_Problem_
Find each line in the records below that contains the word "slope" and copy those lines.

** Begin **

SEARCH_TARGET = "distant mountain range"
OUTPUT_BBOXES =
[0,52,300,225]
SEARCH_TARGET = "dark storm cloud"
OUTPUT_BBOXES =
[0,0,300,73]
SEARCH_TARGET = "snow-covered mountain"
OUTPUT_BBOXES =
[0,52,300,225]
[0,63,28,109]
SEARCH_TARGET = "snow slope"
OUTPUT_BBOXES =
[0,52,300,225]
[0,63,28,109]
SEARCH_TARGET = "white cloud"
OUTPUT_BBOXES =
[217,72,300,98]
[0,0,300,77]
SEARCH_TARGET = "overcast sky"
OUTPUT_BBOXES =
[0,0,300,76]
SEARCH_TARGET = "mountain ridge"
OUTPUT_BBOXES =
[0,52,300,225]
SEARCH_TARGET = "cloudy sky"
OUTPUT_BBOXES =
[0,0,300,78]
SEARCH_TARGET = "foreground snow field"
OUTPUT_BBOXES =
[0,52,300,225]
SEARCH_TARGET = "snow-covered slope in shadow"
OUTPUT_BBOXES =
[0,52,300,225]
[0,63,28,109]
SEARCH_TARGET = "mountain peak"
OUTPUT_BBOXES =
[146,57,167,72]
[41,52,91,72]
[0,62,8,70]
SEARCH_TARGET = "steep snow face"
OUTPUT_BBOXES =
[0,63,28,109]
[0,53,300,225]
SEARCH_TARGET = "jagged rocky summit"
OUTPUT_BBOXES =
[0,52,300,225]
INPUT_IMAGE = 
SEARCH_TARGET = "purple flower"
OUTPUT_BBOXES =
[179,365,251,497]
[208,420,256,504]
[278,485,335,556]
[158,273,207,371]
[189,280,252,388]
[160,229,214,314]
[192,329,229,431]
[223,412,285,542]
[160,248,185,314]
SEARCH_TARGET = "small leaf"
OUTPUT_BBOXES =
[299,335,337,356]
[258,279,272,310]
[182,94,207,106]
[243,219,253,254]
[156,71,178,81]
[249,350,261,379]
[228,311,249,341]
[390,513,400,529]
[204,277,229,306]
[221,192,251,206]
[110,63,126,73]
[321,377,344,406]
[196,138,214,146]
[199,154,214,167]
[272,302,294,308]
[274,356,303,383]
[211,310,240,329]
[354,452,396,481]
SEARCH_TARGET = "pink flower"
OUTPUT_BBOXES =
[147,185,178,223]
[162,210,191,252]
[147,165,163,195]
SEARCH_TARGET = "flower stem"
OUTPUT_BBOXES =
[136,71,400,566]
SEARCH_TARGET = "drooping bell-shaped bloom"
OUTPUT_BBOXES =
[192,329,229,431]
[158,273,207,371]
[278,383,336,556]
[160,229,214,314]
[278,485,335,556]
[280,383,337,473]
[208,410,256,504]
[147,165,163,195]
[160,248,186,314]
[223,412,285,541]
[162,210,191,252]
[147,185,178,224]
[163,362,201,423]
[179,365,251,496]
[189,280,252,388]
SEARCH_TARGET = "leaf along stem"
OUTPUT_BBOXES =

** End **

_Result_
SEARCH_TARGET = "snow slope"
SEARCH_TARGET = "snow-covered slope in shadow"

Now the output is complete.